SHORT TASK. Scale the records below by copying every line, requests included, and multiplying each pin coordinate in the answers by 0.8, rounding to whole numbers with halves rounded up. Leave all numbers in the requests and their sample CSV rows unchanged.

DATA FOR THIS EXERCISE.
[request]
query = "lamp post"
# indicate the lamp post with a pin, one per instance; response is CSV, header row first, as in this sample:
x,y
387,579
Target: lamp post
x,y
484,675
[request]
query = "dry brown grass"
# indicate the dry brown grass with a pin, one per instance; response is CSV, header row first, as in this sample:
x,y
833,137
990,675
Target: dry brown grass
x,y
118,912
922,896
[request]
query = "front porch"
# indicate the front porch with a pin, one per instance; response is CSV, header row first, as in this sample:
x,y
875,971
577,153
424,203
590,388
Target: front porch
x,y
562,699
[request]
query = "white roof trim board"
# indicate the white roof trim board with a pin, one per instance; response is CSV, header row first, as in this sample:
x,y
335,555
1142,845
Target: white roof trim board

RESULT OF THE EXERCISE.
[request]
query = "lamp post"
# indicate the lamp post with a pin, one per instance; response is CSV, header row first, as in this sample:
x,y
387,579
Target: lamp post
x,y
387,540
[request]
query = "dry brown grass"
# indicate the dry brown grass with a pin, one per instance; response is CSV, header row first, as in this sample:
x,y
833,137
990,675
Target: dry brown grass
x,y
94,730
738,717
[request]
query = "front porch"
# indicate the front porch with a pin, one per instance; response is CSV, header row first, as in this sample:
x,y
875,971
577,153
424,203
590,388
Target: front porch
x,y
450,559
[request]
query = "white roof trim board"
# indicate the white roof trim board with a pin, one per instance; response is CSV, header row first, as in this sample:
x,y
335,555
1142,845
Target: white roof trim board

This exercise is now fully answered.